TO BE DONE ▸
a) Reproduce the stretch of the Life Saving Service passage from "A hint of the" through "21 years later.".
b) For each statement, answer yes or no according to the Life Saving Service passage and quote the words that decide it: (i) The New York Times reported 442 trade vessels in the New York harbor for December 1879. (ii) The General Superintendent held that political services were among the qualifications needed for Life Saving Station crews. (iii) Three new planets were discovered in the same month as the "flying Machine" article.

ARTICLE ▸
____
The General Superintendent for the Life Saving Service was voicing his opinion about the qualifications needed for the members of the Life Saving Station crews.  It was his opinion that political services were not among those qualifications.   

February was perhaps an even more telling month for anyone born who would eventually become a lighthouse keeper.  While one month derided the cowardly actions of one Life Saving Station crew, the next was signing its praises.  And, begging for another lighthouse to be built.  An article praising the efforts of the Life Saving crew at Cape Henry appeared along side an article begging for a new lighthouse at Cape Henry due to the increased commerce of Baltimore, Washington and Richmond, VA.  The United States Life Saving Station and crews also needed to be increased as they were deemed too far apart.  More Life Saving Stations and crews and a new lighthouse were needed to help avert the disastrous loss of life occurring in the area due to all the ship wrecks.  The country was growing economically through increased trade.  Increased trade meant more vessels sailing the seas and coming into the ports and harbors of the nation.   The New York Times reported there were 442 trade vessels in the New York harbor for the month of December 1879.  This did not include the number of passenger ships sailing passed Lady Liberty into the harbor filled with new immigrants. 

A hint of the technology Edward would face when he entered the new century as an adult was briefly mentioned in a Times article about a “flying Machine”.  Also, that same month two new planets were discovered.    Yes, it was an auspicious time for one to be born, especially one who would hear the call of the sea and the United States Lighthouse Service at the turn of the new century 21 years later.
____
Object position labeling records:
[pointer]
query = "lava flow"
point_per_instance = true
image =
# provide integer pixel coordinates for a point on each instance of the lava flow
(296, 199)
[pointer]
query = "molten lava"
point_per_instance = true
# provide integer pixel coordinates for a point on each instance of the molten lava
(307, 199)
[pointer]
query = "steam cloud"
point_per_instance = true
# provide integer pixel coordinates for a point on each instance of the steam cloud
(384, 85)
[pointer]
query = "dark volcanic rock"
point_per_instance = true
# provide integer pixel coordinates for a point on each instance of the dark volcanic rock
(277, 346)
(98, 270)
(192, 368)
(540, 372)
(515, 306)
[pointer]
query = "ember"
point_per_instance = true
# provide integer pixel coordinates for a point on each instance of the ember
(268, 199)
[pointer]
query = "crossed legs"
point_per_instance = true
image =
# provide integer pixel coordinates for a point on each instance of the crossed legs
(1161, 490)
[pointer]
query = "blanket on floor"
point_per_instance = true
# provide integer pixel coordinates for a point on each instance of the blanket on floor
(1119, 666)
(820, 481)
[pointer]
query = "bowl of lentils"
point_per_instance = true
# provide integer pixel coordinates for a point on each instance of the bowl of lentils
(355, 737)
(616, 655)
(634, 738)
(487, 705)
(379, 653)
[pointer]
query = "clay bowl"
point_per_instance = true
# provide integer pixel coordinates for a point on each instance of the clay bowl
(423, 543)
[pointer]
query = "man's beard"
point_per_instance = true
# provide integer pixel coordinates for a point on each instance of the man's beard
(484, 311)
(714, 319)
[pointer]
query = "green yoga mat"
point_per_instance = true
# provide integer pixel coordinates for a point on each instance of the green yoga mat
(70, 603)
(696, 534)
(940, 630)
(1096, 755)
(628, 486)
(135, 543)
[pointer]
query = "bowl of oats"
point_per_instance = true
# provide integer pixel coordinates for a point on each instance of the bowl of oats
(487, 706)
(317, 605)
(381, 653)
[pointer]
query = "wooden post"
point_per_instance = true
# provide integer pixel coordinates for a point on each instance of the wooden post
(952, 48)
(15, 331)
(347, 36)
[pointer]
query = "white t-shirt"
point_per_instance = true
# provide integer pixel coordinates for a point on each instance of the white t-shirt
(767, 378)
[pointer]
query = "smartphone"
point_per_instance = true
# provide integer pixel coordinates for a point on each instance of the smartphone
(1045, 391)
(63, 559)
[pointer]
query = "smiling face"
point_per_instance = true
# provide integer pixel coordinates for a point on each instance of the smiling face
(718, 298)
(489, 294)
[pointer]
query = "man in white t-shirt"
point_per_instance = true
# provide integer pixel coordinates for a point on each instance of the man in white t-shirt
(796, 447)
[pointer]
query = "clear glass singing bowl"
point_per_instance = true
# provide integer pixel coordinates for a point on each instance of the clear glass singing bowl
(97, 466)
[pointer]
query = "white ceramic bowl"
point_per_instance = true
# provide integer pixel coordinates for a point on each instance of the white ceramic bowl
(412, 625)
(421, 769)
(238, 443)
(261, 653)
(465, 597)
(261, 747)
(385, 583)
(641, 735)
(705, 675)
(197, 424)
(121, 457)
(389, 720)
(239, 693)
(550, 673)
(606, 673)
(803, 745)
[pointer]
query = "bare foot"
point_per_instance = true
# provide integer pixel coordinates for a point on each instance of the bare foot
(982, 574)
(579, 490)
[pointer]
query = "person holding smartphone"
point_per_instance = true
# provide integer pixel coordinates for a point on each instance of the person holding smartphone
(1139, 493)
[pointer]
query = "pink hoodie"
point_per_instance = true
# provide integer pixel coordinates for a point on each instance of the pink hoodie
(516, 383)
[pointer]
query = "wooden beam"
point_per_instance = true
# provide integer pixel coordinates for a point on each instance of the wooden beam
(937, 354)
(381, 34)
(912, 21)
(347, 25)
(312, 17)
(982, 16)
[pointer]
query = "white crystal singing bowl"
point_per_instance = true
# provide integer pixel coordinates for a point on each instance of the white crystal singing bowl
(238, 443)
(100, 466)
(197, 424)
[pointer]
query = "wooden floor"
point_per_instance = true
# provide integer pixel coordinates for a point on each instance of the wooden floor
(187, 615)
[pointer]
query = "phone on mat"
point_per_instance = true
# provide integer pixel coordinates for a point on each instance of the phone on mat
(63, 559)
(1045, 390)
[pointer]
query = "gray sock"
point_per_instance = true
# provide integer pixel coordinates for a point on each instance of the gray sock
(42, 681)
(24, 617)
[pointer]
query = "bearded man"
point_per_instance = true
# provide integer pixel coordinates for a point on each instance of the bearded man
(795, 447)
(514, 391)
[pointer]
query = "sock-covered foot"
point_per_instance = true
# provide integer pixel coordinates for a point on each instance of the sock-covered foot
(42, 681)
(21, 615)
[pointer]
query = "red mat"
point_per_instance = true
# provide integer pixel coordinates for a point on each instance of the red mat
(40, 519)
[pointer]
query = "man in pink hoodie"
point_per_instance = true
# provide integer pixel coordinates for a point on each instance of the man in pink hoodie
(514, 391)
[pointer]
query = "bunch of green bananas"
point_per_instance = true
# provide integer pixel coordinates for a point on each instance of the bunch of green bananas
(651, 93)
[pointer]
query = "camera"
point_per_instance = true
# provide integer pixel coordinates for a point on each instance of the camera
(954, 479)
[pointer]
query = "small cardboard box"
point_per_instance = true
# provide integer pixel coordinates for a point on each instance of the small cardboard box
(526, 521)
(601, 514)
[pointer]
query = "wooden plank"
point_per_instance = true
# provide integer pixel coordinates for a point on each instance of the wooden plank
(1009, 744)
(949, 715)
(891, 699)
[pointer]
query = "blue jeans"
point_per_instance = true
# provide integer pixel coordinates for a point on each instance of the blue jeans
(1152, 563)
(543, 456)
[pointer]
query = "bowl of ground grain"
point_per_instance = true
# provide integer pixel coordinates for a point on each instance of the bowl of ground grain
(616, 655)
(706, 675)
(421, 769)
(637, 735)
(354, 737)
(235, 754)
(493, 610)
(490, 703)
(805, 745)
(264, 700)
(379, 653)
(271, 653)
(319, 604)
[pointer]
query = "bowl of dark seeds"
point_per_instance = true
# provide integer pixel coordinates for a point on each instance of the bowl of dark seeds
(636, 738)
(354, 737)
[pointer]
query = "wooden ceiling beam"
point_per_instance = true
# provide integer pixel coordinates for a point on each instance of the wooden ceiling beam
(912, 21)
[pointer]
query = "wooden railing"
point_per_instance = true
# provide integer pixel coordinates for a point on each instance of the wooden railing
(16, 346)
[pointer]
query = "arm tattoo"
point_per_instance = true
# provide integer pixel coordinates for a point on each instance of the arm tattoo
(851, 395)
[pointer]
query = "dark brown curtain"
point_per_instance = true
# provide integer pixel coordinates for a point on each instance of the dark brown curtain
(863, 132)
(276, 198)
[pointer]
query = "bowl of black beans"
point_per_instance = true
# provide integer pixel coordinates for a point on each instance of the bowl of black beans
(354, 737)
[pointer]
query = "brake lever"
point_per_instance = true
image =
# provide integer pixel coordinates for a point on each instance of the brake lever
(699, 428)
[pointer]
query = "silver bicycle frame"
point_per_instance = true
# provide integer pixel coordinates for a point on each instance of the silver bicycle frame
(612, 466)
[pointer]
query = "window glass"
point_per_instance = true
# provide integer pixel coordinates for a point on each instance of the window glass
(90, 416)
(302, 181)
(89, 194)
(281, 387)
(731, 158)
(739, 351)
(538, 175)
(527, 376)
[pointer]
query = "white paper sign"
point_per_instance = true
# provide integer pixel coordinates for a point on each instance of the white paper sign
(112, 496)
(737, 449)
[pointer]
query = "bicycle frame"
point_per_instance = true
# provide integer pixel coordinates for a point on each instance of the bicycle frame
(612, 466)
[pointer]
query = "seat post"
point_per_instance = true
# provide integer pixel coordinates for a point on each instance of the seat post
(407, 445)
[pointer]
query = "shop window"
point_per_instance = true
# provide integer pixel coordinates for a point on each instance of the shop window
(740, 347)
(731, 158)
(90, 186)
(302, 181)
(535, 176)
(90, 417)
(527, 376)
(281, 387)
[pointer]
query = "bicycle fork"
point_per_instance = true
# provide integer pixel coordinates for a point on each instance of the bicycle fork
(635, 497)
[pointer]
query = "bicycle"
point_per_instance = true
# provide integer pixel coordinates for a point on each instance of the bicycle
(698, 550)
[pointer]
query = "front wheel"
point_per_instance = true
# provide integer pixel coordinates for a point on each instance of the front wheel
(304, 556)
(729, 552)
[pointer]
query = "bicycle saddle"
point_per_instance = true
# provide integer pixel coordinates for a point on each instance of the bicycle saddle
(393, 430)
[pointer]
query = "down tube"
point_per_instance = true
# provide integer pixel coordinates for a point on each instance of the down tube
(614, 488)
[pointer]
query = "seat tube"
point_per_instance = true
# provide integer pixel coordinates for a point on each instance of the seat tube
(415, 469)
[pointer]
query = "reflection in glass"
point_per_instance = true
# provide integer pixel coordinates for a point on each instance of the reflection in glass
____
RESPONSES TO THE EXERCISE ▸
a)
A hint of the technology Edward would face when he entered the new century as an adult was briefly mentioned in a Times article about a “flying Machine”.  Also, that same month two new planets were discovered.    Yes, it was an auspicious time for one to be born, especially one who would hear the call of the sea and the United States Lighthouse Service at the turn of the new century 21 years later.

b)
(i) Yes: "The New York Times reported there were 442 trade vessels in the New York harbor for the month of December 1879."
(ii) No: "It was his opinion that political services were not among those qualifications."
(iii) No: "Also, that same month two new planets were discovered."